BEGIN

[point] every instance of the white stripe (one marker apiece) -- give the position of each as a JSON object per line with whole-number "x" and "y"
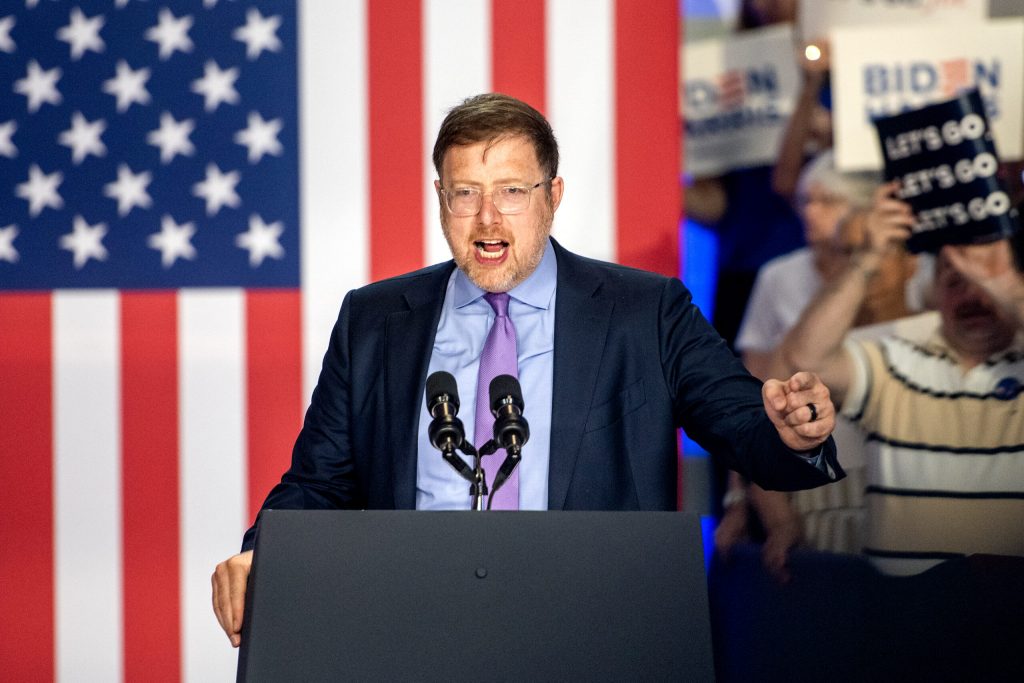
{"x": 581, "y": 101}
{"x": 212, "y": 375}
{"x": 334, "y": 167}
{"x": 907, "y": 468}
{"x": 87, "y": 486}
{"x": 456, "y": 66}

END

[Try it] Your answer is all of the records restated word for word, pictures excluded.

[Expected output]
[point] every instance of the white stripe (one marker apiece) -- give the position of each as a JSON object per line with whole-number "x" and "y"
{"x": 581, "y": 101}
{"x": 212, "y": 375}
{"x": 334, "y": 167}
{"x": 907, "y": 468}
{"x": 87, "y": 486}
{"x": 456, "y": 66}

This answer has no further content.